Antifaschismus unerwünscht:

Ball paradox oder aus der Welt des Rechts

Elke Günter

Am 23. August dringen mit einem Durchsuchungsbefehl des Amtsgerichts Waiblingen ausgestattete Polizeibeamte in die Privatwohnung und die Geschäftsräume des Inhabers des "Nix gut" - Versandgeschäfts Jürgen K. in Leutenbach (bei Winnenden) ein und stellen "T-Shirts, Aufnäher, Schlüsselanhänger oder andere Gegenstände mit Hakenkreuzsymbolen oder anderen Kennzeichen ehemaliger nationalsozialistischer Organisationen, Anschriften von Abnehmern derartiger Gegenstände, Rechnungsunterlagen, Kataloge, sonstige Unterlagen und Gegenstände, die Hinweise auf Tat oder Tatbeteiligte geben können, sowie Daten, die auf elektromagnetische, elektrische oder sonstige Weise gespeichert oder archiviert sind, nebst allen für die Auswertung notwendigen Gerätschaften" (O-Ton Durchsuchungsbeschluß) sicher.

> [DATENAUSZUG]

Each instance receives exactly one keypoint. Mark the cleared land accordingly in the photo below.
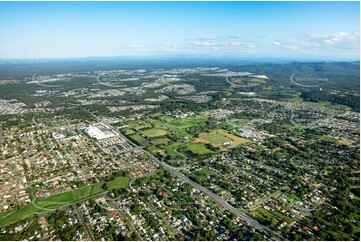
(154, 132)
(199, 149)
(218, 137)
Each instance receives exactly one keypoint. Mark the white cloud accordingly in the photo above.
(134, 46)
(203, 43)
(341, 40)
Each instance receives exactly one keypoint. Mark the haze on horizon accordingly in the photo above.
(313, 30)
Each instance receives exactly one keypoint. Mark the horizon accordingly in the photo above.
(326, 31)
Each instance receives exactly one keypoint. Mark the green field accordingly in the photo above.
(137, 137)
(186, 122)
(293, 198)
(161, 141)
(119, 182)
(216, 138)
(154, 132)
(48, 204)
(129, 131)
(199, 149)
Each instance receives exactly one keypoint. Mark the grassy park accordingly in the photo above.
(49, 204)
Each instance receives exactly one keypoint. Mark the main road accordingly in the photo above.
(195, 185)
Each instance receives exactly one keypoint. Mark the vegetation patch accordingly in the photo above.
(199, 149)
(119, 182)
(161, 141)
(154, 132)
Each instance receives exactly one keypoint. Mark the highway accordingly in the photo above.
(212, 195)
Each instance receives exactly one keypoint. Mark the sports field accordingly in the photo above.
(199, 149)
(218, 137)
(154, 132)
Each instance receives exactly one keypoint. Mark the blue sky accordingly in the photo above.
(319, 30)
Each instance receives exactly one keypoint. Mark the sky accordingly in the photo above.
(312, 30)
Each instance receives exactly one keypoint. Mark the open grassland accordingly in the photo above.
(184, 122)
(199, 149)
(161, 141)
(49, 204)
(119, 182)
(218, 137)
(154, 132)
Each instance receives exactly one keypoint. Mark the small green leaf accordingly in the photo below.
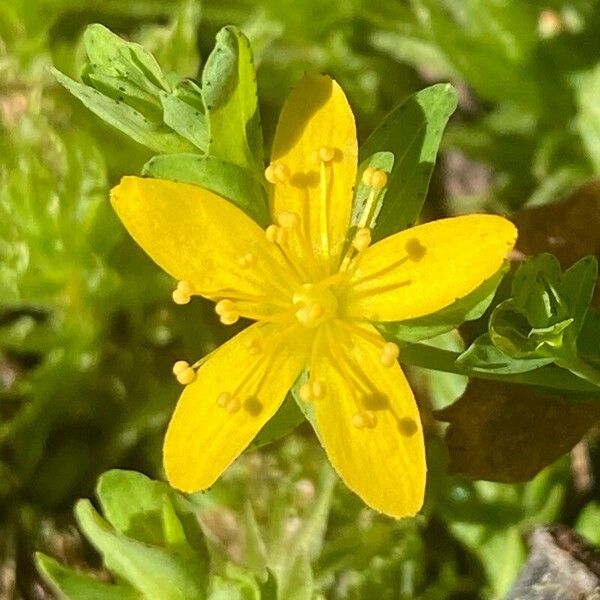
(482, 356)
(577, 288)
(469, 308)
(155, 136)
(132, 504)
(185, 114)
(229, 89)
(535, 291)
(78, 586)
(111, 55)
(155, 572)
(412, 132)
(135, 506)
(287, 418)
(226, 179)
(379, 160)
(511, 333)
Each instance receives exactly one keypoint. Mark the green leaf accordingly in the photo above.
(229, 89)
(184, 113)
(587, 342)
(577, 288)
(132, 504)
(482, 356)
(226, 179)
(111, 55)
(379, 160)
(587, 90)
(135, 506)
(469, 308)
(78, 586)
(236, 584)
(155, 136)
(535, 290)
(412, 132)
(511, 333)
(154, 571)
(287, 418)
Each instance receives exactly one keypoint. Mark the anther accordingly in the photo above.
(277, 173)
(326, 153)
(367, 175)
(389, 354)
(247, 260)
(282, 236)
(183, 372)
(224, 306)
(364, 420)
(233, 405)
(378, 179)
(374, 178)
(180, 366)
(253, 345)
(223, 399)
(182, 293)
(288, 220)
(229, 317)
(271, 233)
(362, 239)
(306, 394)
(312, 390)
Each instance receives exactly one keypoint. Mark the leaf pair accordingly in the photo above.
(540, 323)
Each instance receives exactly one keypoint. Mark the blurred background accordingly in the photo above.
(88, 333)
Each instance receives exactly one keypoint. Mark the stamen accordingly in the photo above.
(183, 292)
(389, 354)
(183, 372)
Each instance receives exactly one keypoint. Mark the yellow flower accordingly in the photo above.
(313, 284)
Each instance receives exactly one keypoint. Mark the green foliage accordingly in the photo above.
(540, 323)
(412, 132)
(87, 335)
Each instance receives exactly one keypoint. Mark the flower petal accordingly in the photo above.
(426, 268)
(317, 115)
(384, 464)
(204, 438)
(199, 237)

...

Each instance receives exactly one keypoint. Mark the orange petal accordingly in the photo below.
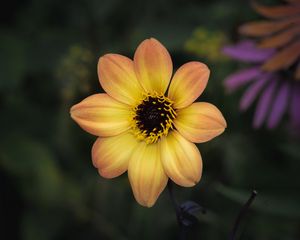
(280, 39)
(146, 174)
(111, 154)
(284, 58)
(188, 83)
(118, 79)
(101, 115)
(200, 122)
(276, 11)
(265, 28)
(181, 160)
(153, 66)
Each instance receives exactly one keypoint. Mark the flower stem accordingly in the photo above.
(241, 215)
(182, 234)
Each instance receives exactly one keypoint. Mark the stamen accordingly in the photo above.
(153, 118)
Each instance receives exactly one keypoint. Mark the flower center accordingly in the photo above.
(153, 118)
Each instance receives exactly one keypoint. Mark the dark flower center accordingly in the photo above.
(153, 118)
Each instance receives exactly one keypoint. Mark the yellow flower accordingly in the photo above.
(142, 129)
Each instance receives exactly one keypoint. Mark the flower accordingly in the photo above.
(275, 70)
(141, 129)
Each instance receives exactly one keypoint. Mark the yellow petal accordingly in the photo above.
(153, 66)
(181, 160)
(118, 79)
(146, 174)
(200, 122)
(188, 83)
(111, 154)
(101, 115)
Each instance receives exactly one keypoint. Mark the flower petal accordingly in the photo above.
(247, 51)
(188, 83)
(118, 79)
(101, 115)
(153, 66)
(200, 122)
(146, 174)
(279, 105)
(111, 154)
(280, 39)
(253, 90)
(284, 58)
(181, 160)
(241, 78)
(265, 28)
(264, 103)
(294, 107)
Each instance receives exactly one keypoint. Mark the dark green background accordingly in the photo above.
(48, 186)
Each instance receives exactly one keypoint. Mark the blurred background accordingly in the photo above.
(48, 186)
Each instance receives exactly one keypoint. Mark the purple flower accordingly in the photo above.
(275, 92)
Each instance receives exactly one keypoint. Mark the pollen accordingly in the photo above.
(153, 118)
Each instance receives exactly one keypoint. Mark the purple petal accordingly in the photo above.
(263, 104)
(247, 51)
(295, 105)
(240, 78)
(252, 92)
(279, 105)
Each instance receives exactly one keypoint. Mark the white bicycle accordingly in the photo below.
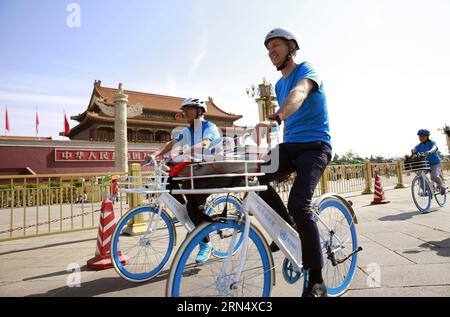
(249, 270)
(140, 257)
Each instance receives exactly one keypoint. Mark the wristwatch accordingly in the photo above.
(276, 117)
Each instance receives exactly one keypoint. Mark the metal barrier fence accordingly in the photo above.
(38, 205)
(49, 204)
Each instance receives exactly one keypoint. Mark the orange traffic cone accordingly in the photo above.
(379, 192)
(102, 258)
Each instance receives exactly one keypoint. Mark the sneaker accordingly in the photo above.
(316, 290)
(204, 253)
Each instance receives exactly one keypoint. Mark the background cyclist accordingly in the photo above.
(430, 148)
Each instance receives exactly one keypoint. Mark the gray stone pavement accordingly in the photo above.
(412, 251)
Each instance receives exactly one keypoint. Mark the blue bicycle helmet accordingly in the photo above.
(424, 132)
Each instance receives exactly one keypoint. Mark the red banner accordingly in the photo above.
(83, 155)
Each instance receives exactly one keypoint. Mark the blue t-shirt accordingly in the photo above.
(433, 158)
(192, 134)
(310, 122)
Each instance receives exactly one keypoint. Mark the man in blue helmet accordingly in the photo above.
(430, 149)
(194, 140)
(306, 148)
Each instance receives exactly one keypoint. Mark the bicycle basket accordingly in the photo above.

--

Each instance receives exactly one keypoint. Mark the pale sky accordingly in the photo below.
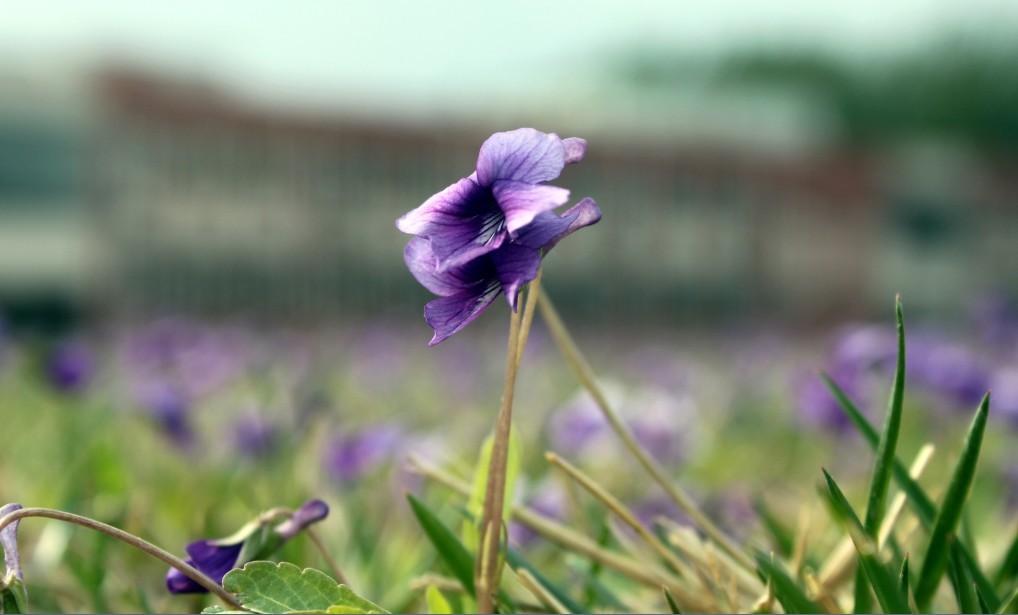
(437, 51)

> [ARBEITSAUFTRAG 1] Welches Gericht hatte laut dem Text über die Durchsuchung beim Versandgeschäft „Nix gut“ den Durchsuchungsbefehl erlassen?
> [ARBEITSAUFTRAG 2] Setze den Text über die Durchsuchung beim Versandgeschäft „Nix gut“ im Anschluss an seinen letzten Satz fort.

> [LÖSUNG 1] Das Amtsgericht Waiblingen.

> [LÖSUNG 2]
Wer jetzt denkt, na prima, da hat die Staatsgewalt ja mal ein richtiges Nazinest ausgehoben, denkt falsch. Die konfiszierten Hakenkreuze sind nämlich allesamt sauber und deutlich durchgestrichen. Es handelt sich also nicht um Hakenkreuze sondern um Anti-Hakenkreuze. Das weiß auch das zuständige Amtsgericht. So lautet der Durchsuchungsbeschluß: "Zwar weist die genannte Internet-Adresse überwiegend linksgerichtete Inhalte auf. Daraus kann geschlossen werden, dass die Verwendung und Verbreitung des Hakenkreuzes nicht im Sinne nationalsozialistischen Gedankenguts erfolgt, sondern gerade in der gegenteiligen Absicht. Dies ergibt sich auch aus den Texten, die den geschilderten Symbolen teilweise beigefügt sind, wie z.B. "Stop Nazi", "Gegen Nazis" oder "Nazi Punks Fuck Off!".


§ 86a Strafgesetzbuch

Verwenden von Kennzeichen verfassungswidriger Organisationen
(1) Mit Freiheitsstrafe bis zu drei Jahren oder mit Geldstrafe wird bestraft, wer
1. im Inland Kennzeichen einer der in § 86 Abs. 1 Nr. 1, 2 und 4 bezeichneten Parteien oder Vereinigungen verbreitet oder öffentlich, in einer Versammlung oder in von ihm verbreiteten Schriften (§ 11 Abs. 3) verwendet oder
2. Gegenstände, die derartige Kennzeichen darstellen oder enthalten, zur Verbreitung oder Verwendung im Inland oder Ausland in der in Nummer 1 bezeichneten Art und Weise herstellt, vorrätig hält, einführt oder ausführt.
(2) Kennzeichen im Sinne des Absatzes 1 sind namentlich Fahnen, Abzeichen, Uniformstücke, Parolen und Grußformen. Den in Satz 1 genannten Kennzeichen stehen solche gleich, die ihnen zum Verwechseln ähnlich sind.
(3) § 86 Abs. 3 und 4 gilt entsprechend.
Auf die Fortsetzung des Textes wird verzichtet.